Your task is to output the entries below word for word.

(Recorded data)
....
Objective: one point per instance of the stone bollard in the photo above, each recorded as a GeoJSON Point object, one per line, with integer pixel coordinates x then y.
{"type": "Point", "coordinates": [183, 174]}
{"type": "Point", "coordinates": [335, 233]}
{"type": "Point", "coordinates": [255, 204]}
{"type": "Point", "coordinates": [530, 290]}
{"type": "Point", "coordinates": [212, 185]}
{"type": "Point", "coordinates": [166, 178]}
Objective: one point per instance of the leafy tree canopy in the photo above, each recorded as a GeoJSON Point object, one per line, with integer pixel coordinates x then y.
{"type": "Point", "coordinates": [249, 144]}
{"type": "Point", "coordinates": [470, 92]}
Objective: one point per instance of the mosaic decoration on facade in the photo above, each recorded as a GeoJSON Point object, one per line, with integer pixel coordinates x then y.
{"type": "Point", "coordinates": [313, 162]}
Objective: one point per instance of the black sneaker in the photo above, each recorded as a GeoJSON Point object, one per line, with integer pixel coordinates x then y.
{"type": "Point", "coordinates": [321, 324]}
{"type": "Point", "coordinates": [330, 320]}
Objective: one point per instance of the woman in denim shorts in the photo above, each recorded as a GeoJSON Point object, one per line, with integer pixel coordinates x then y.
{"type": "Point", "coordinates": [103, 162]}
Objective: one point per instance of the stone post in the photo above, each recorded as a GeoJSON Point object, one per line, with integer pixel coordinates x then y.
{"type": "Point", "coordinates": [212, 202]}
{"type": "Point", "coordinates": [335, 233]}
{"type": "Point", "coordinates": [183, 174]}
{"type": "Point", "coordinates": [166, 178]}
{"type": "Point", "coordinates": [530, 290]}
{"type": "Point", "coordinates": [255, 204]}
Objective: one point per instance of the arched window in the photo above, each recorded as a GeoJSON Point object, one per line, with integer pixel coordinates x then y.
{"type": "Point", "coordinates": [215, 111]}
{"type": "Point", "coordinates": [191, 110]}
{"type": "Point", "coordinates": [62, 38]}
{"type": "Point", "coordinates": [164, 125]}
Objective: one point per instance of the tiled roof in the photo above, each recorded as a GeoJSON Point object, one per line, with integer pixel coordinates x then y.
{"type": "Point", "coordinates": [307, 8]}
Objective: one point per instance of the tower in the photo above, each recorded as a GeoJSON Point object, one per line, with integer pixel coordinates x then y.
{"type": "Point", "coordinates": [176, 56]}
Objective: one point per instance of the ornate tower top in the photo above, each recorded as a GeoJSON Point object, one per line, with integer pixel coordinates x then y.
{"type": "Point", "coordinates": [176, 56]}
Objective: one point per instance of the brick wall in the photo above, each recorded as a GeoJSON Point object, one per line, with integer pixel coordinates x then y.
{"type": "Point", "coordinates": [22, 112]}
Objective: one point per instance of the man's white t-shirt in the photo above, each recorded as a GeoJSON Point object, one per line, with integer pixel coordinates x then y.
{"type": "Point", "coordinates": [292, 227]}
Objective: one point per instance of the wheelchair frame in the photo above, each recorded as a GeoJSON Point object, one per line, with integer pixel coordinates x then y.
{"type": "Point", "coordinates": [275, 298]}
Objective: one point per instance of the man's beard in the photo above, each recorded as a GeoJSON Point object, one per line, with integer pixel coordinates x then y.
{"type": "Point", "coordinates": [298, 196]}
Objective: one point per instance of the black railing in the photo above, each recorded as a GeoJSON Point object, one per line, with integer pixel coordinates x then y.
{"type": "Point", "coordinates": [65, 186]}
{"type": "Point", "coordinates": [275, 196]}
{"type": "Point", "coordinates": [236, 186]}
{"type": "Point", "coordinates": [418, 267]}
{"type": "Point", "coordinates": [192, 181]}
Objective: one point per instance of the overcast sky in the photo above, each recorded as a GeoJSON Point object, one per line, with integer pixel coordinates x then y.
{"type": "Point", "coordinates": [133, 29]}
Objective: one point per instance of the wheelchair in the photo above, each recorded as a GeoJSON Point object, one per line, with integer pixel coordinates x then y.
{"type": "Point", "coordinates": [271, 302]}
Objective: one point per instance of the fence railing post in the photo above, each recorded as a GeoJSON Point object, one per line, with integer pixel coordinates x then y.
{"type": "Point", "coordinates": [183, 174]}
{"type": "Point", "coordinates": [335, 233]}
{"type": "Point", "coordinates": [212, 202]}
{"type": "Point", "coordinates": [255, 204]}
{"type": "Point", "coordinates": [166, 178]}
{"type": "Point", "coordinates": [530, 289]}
....
• **Response for this exercise**
Objective: one point per instance of the stone bollard in the photo above, each recorded as a GeoJSON Point object, one per line, with integer pixel coordinates x then y.
{"type": "Point", "coordinates": [183, 174]}
{"type": "Point", "coordinates": [335, 233]}
{"type": "Point", "coordinates": [255, 204]}
{"type": "Point", "coordinates": [530, 290]}
{"type": "Point", "coordinates": [212, 185]}
{"type": "Point", "coordinates": [166, 178]}
Objective: one point per instance of the leafy tree canopy in the photo above, each recorded as a GeoJSON Point object, one per line, with integer pixel coordinates x then y.
{"type": "Point", "coordinates": [249, 144]}
{"type": "Point", "coordinates": [470, 92]}
Objective: one point per instance of the mosaic decoration on facade in the photo above, each recorded as a GeoJSON Point object, one per line, with integer pixel coordinates x then y.
{"type": "Point", "coordinates": [313, 162]}
Objective: one point per instance of the black sneaker in the photo above, each recorded as a GeoJSON Point object, one per line, with integer pixel coordinates x then y.
{"type": "Point", "coordinates": [321, 324]}
{"type": "Point", "coordinates": [330, 320]}
Objective: one point per instance of the woman in denim shorts in the photo above, each recorded as a GeoJSON Point object, one per line, with integer pixel coordinates x then y.
{"type": "Point", "coordinates": [103, 162]}
Objective: one point per instance of the stone post in the photo above, each recorded as a GeoJSON Point object, one per line, with integer pixel coordinates x then y.
{"type": "Point", "coordinates": [212, 202]}
{"type": "Point", "coordinates": [335, 233]}
{"type": "Point", "coordinates": [183, 174]}
{"type": "Point", "coordinates": [166, 178]}
{"type": "Point", "coordinates": [530, 290]}
{"type": "Point", "coordinates": [255, 204]}
Objective: one point per instance of the arched window in the photo above, each recorded as a GeoJSON Point object, one per line, with integer pixel coordinates x then y.
{"type": "Point", "coordinates": [215, 111]}
{"type": "Point", "coordinates": [191, 110]}
{"type": "Point", "coordinates": [62, 38]}
{"type": "Point", "coordinates": [164, 125]}
Objective: one point per instance of the tiled roof in the photo above, each recorded as a GeoJSON Point object, one per line, with integer pixel coordinates x then y.
{"type": "Point", "coordinates": [307, 8]}
Objective: one point per instance of the tower in the photo above, each recorded as a GeoJSON Point object, one per line, with integer pixel coordinates x then y.
{"type": "Point", "coordinates": [176, 56]}
Objective: one point per instance of the ornate tower top in the photo above, each recorded as a GeoJSON Point object, one per line, with integer pixel coordinates x then y.
{"type": "Point", "coordinates": [176, 56]}
Objective: one point per instance of the brick wall in the photo above, each recorded as a GeoJSON Point object, one per line, with integer pixel coordinates x then y.
{"type": "Point", "coordinates": [22, 112]}
Objective: one point per instance of the man's white t-shirt in the photo above, each recorded as a GeoJSON Point object, one per line, with integer pixel coordinates x then y.
{"type": "Point", "coordinates": [292, 227]}
Objective: one point per instance of the wheelchair frame in the photo above, each recorded as a GeoJSON Point object, one per line, with integer pixel coordinates x then y.
{"type": "Point", "coordinates": [275, 298]}
Objective: one point per instance of the man's beard in the photo above, each recorded as a GeoJSON Point object, one per line, with integer pixel coordinates x then y.
{"type": "Point", "coordinates": [298, 196]}
Objective: one point per instance of the black railing in the photo above, each recorded as a GeoJSON Point object, one per line, with integer pixel coordinates x then y.
{"type": "Point", "coordinates": [65, 186]}
{"type": "Point", "coordinates": [275, 196]}
{"type": "Point", "coordinates": [236, 186]}
{"type": "Point", "coordinates": [418, 267]}
{"type": "Point", "coordinates": [192, 181]}
Objective: one point per instance of the overcast sky in the photo above, each recorded as a GeoJSON Point object, one per line, with integer pixel coordinates x then y.
{"type": "Point", "coordinates": [133, 29]}
Objective: one point per instance of the wheelchair in the photo above, each recorded as a GeoJSON Point object, one per line, with integer pixel coordinates x then y.
{"type": "Point", "coordinates": [271, 302]}
Objective: one point per instance of the fence railing post in the photo above, each recorded as a GeoJSON Point object, one per line, with integer pixel coordinates x then y.
{"type": "Point", "coordinates": [183, 174]}
{"type": "Point", "coordinates": [335, 233]}
{"type": "Point", "coordinates": [212, 202]}
{"type": "Point", "coordinates": [255, 204]}
{"type": "Point", "coordinates": [166, 178]}
{"type": "Point", "coordinates": [530, 289]}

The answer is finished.